= YOUR OBJECTIVE =
A faithful retyping of every entry below is wanted, with images left out.

[Dataset entries]
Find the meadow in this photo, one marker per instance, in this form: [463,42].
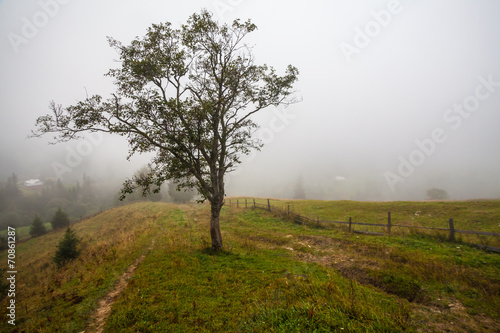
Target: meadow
[274,275]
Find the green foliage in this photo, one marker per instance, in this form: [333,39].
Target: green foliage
[186,95]
[180,195]
[274,276]
[60,219]
[37,227]
[67,249]
[437,194]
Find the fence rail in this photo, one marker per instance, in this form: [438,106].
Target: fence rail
[301,219]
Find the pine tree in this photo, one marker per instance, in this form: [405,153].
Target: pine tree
[67,248]
[60,219]
[37,228]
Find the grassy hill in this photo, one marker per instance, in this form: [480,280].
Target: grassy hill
[274,276]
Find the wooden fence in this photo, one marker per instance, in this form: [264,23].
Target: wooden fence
[301,219]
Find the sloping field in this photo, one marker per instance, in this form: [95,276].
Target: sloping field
[274,276]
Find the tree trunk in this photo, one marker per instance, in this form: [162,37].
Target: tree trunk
[214,226]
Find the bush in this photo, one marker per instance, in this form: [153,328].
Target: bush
[67,248]
[60,219]
[37,228]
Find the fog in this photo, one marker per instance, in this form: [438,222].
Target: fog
[396,97]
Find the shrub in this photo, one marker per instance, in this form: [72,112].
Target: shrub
[37,228]
[60,219]
[67,248]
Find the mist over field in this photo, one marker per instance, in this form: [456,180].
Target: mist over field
[396,97]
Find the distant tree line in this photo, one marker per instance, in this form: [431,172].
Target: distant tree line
[19,204]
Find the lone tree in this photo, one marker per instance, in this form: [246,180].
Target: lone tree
[188,95]
[60,219]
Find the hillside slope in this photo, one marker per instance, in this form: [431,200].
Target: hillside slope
[275,276]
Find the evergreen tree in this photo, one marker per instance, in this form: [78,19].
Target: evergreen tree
[60,219]
[67,248]
[37,228]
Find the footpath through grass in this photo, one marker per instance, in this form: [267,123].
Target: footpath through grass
[274,276]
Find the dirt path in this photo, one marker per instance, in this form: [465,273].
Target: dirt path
[104,305]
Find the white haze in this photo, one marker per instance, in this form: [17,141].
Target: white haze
[359,117]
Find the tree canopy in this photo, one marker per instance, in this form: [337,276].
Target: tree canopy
[188,95]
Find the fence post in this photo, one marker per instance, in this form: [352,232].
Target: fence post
[389,222]
[452,231]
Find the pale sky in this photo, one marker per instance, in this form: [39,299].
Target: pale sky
[397,96]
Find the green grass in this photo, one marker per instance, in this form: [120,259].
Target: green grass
[273,276]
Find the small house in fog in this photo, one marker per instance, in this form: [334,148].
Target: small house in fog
[33,184]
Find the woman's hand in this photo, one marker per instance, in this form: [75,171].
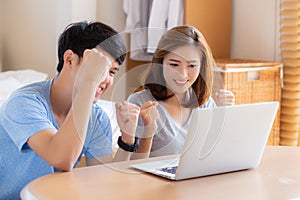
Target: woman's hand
[224,98]
[127,118]
[149,115]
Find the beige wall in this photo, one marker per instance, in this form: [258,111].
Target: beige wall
[29,35]
[32,28]
[255,29]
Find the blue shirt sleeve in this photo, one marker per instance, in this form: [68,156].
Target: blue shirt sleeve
[24,116]
[99,136]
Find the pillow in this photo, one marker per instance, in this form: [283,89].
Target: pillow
[12,80]
[110,109]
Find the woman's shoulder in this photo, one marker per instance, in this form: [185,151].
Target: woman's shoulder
[141,97]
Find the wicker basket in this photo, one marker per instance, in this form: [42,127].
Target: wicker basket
[252,81]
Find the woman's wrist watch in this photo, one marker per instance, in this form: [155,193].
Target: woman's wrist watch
[129,147]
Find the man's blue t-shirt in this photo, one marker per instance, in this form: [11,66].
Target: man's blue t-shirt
[26,112]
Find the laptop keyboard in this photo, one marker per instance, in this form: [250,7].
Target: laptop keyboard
[171,170]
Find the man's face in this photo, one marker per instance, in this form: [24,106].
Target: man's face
[108,81]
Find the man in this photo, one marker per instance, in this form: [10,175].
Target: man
[47,126]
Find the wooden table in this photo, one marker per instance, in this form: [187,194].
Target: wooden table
[277,177]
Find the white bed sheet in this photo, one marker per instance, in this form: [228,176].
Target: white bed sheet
[12,80]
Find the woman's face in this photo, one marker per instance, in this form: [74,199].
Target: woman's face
[181,68]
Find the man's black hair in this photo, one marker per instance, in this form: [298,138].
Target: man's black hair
[83,35]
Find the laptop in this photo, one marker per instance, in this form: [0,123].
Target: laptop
[219,140]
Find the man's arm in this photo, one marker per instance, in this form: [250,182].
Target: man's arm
[62,148]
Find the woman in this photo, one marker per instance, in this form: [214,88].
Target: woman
[180,80]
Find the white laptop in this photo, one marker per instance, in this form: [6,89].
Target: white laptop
[219,140]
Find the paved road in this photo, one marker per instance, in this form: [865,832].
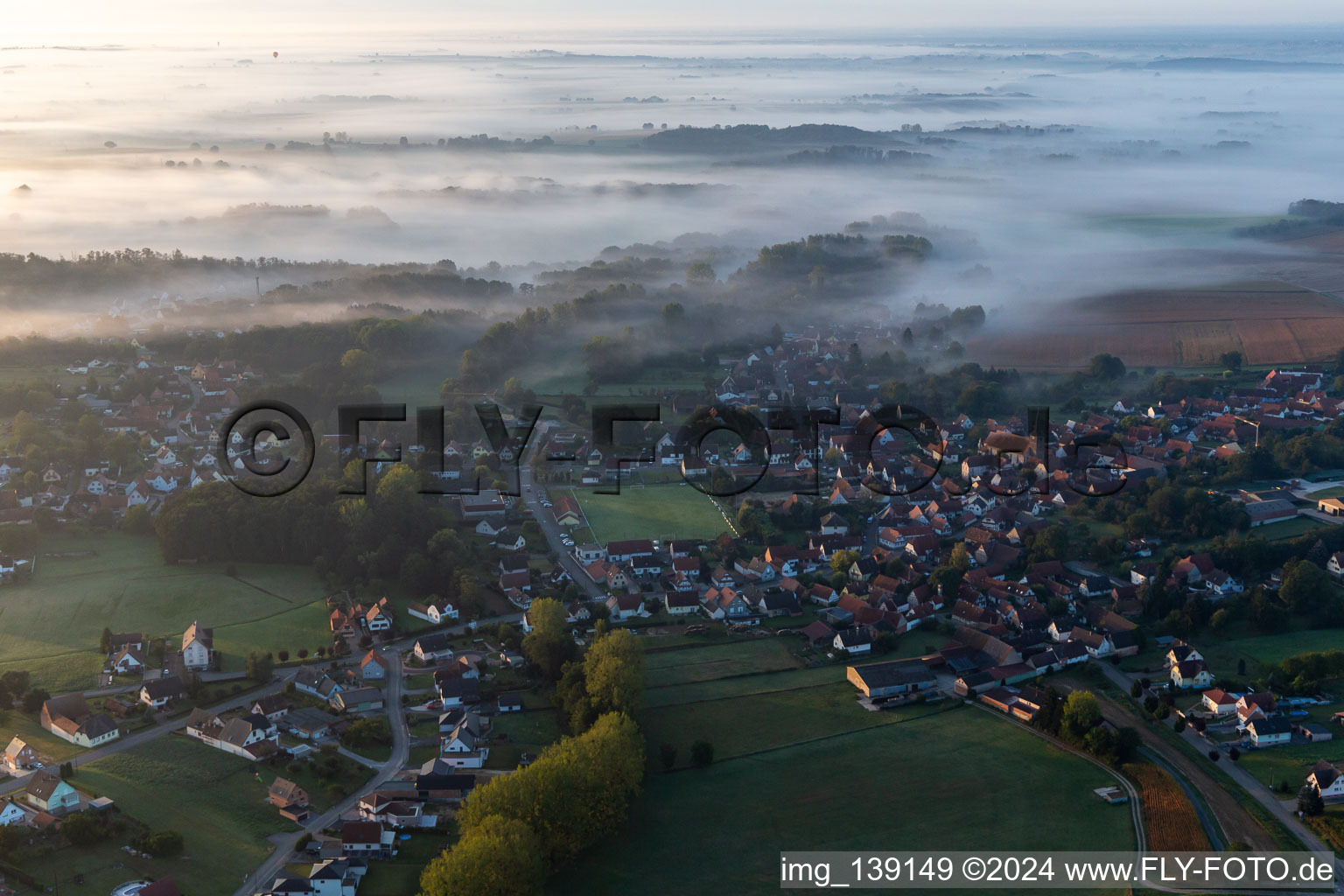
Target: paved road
[551,529]
[273,866]
[1245,780]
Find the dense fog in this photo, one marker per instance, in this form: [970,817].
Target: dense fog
[1065,165]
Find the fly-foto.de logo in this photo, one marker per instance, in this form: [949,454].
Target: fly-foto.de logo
[268,449]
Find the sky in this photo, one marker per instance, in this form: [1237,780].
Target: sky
[202,20]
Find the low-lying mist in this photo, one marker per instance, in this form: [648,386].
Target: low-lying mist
[1054,168]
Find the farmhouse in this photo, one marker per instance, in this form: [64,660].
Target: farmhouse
[1326,780]
[275,707]
[1219,702]
[18,757]
[373,667]
[567,511]
[198,647]
[431,647]
[1191,673]
[128,660]
[461,746]
[316,682]
[458,692]
[880,680]
[290,798]
[250,737]
[69,718]
[160,692]
[366,840]
[437,612]
[50,794]
[306,723]
[1269,732]
[358,700]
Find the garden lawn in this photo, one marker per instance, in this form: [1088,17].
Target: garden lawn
[515,734]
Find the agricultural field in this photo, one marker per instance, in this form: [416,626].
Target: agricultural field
[686,665]
[769,722]
[1170,820]
[1269,323]
[649,512]
[52,624]
[741,687]
[1268,649]
[516,732]
[158,783]
[850,792]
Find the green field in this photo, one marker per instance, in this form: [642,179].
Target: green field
[1293,528]
[649,512]
[1266,649]
[666,668]
[210,797]
[742,725]
[1274,765]
[1334,492]
[518,732]
[950,780]
[742,685]
[50,625]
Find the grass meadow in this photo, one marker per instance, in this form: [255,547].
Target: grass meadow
[651,512]
[210,797]
[953,780]
[52,624]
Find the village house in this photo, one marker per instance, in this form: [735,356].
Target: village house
[18,758]
[356,700]
[1328,780]
[1191,673]
[50,794]
[198,648]
[70,719]
[1269,732]
[160,692]
[373,667]
[431,647]
[1219,702]
[461,747]
[895,679]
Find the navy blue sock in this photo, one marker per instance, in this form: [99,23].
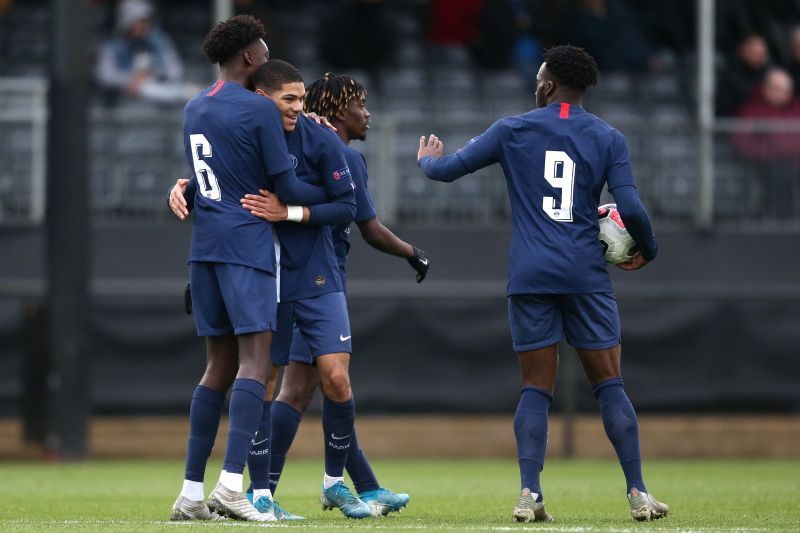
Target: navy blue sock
[258,461]
[622,428]
[204,416]
[337,424]
[530,428]
[285,421]
[358,468]
[247,403]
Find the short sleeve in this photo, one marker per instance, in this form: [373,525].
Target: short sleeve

= OUTPUT OF THE EXERCISE =
Find the meadow in this photo, one marker per instance, in this form: [463,42].
Target: meadow
[274,275]
Find the green foliage in this photo, one marker per instance, in this form: [333,39].
Target: green foliage
[186,95]
[180,195]
[274,276]
[60,219]
[37,227]
[67,249]
[437,194]
Find the fence rail in this photo, one marker per instance, in this form: [438,106].
Target: fence rail
[301,219]
Find the pine tree in this photo, one marker per instance, in this form: [405,153].
Target: pine tree
[67,248]
[60,219]
[37,228]
Find the grassy hill in this photo, one marker per instance, in this form: [480,280].
Target: grassy hill
[274,276]
Find the wooden fence in this photo, one marker per instance, in this form: [264,23].
Target: wooden fence
[301,219]
Find the sloping field in this photo, one marker per instance, in this form: [95,276].
Target: sloping field
[274,276]
Find the tree trunk in this photo, one marker per instance, in this form: [162,37].
Target: tree trunk
[214,226]
Find the bush in this photo, one marker per instance, in this form: [153,328].
Target: bush
[67,248]
[60,219]
[37,228]
Find the fog in this photo, one marker per instance, in this form: [438,222].
Target: fog
[396,97]
Find the shrub in this photo, one marker per instance, in this form: [72,112].
Target: shrub
[37,228]
[60,219]
[67,248]
Find the mist over field in this photo, one marker per instance, in this form: [456,180].
Target: mist over field
[396,97]
Find the distant tree line in this photo, one marker per instance, in this form: [431,172].
Target: distant tree line
[19,204]
Find the lone tree in this photo, one marker per instance, in this form: [246,180].
Target: lone tree
[188,95]
[60,219]
Find the hillside slope in this photo, one marker per instance, in this form: [431,200].
Target: hillside slope
[275,276]
Find the evergreen tree in this photo, one marker per instance, in this form: [78,19].
Target: evergreen tree
[60,219]
[67,248]
[37,228]
Find the footpath through grass in this photo, one marker per instance, in this form: [267,123].
Target: footpath through grass
[274,276]
Find the dirt path in this photo, one marker per instance, in this form: [465,273].
Target: dirt path
[104,305]
Find the white haze in this photo, one marker per instance, in this form: [17,141].
Target: white haze
[359,117]
Find the tree canopy in this photo, one marker per instance, in this form: [337,276].
Target: tree canopy
[188,95]
Find the fence post in this photo, one marker per instance, in this form: [352,232].
Target: fence post
[389,222]
[452,231]
Find the pale sky in this photo, one marker per instance, in this form: [39,299].
Target: pale sky
[397,96]
Find the green grass in this photo, one marker per instance, in this form: [120,259].
Target: green grass
[273,276]
Find the small house in fog in this photo, one marker per instance, in this form: [334,148].
Target: small house in fog
[33,184]
Find the woman's hand in this photo, one marker per instance, in this form: [75,171].
Target: woman's hand
[224,98]
[127,118]
[149,115]
Find the beige wall in this photo, one marker per instance, in this form: [258,111].
Target: beige wall
[29,35]
[32,28]
[255,29]
Find the blue shirt sleeve in this photo, one marker per instance, in this form: [68,156].
Target: blue shirt sleeve
[24,116]
[99,136]
Find the pillow in this photo, one marker per instance, in this form: [283,89].
Target: pillow
[12,80]
[110,109]
Find the woman's shoulder in this photo, one marker per instance, in this form: [185,151].
Target: woman's shoulder
[141,97]
Find the wicker basket in this photo, one marker per instance, in this form: [42,127].
Target: wicker basket
[252,81]
Find the woman's wrist watch in this photo, one marker per instance, in this form: [155,193].
Target: woman's wrist watch
[129,147]
Find the man's blue t-shirt in this photo, one marker per instance, in this form: [11,66].
Target: man's blue t-shirt
[26,112]
Find the laptop keyboard in this photo, one marker per instance, in this form: [250,7].
Target: laptop keyboard
[171,170]
Find the man's face in this photo, one marker per instance, in this form: [24,106].
Target: man's face
[108,81]
Find the man in this photo, one marker per instance, in this form: [10,175].
Target: man
[47,126]
Find the wooden table in this photo, one marker per instance, in this form: [187,194].
Target: wooden table
[277,177]
Find the white bed sheet in this photo, one marker per instance, in this form: [228,176].
Target: white bed sheet
[12,80]
Find the woman's face in this photo, one marker per instance, in this form: [74,199].
Target: woman's face
[181,68]
Find the man's black hair in this photo, one marker per instance, in this form: [298,138].
Target: man's black hair
[83,35]
Find the laptop in this photo, one marker per instance, in this form: [0,123].
Target: laptop
[219,140]
Find the man's arm in this photo, one marker per instance, in this form: [250,182].
Target: man's arm
[62,148]
Find the woman in this photo, one marker per instance, in this form: [214,88].
Target: woman
[180,80]
Find the white laptop in this photo, one marker per instance, in this form: [6,89].
Target: white laptop
[219,140]
Find the paved road in this photo, one marker per instance, in this form: [865,832].
Target: paved road
[551,529]
[273,866]
[1245,780]
Find the dense fog in this photo, one marker per instance, in this form: [970,817].
Target: dense fog
[1065,165]
Find the fly-foto.de logo in this photo, one marker per instance, in this form: [949,454].
Target: fly-foto.de logo
[268,449]
Find the sky in this photo, one marker per instance, in this form: [1237,780].
Target: sky
[202,20]
Find the low-lying mist in this photo, one marker per instance, in this form: [648,386].
Target: low-lying mist
[1054,168]
Find the farmhouse in this photo, one marker per instance, in this form: [64,660].
Target: farmhouse
[1326,780]
[275,707]
[1219,702]
[18,757]
[373,667]
[567,511]
[198,647]
[431,647]
[1191,673]
[128,660]
[461,746]
[316,682]
[458,692]
[880,680]
[290,798]
[250,737]
[69,718]
[160,692]
[366,840]
[437,612]
[50,794]
[306,723]
[1269,732]
[358,700]
Find the garden lawn in this photo, one marker per instance, in this form: [1088,17].
Target: garden lawn
[515,734]
Find the agricultural field in this photo, one marker per instance, in this form: [416,626].
Target: agricultural field
[686,665]
[769,722]
[1170,820]
[1269,323]
[649,512]
[52,624]
[741,687]
[1268,649]
[516,732]
[158,783]
[850,792]
Find the green field in this photo, one marker per instance, in this form: [642,179].
Target: green field
[1293,528]
[649,512]
[1266,649]
[666,668]
[210,797]
[742,725]
[1274,765]
[1334,492]
[518,732]
[950,780]
[742,685]
[50,625]
Find the grass meadow in this photo, one marker per instance, in this form: [255,547].
Target: grass meadow
[651,512]
[210,797]
[953,780]
[52,624]
Find the village house in this photo, one marker per instance, in this form: [735,356].
Target: village house
[18,758]
[356,700]
[1328,780]
[1191,673]
[50,794]
[198,648]
[70,719]
[1269,732]
[160,692]
[373,667]
[431,647]
[1219,702]
[461,747]
[895,679]
Find the navy blue sock in this photo, one marker per instance, in this form: [99,23].
Target: navy blue sock
[258,461]
[622,428]
[204,416]
[337,424]
[530,428]
[285,421]
[358,468]
[247,403]
Find the short sleeve in this photo, one marker per instance, in this form: [373,525].
Target: short sleeve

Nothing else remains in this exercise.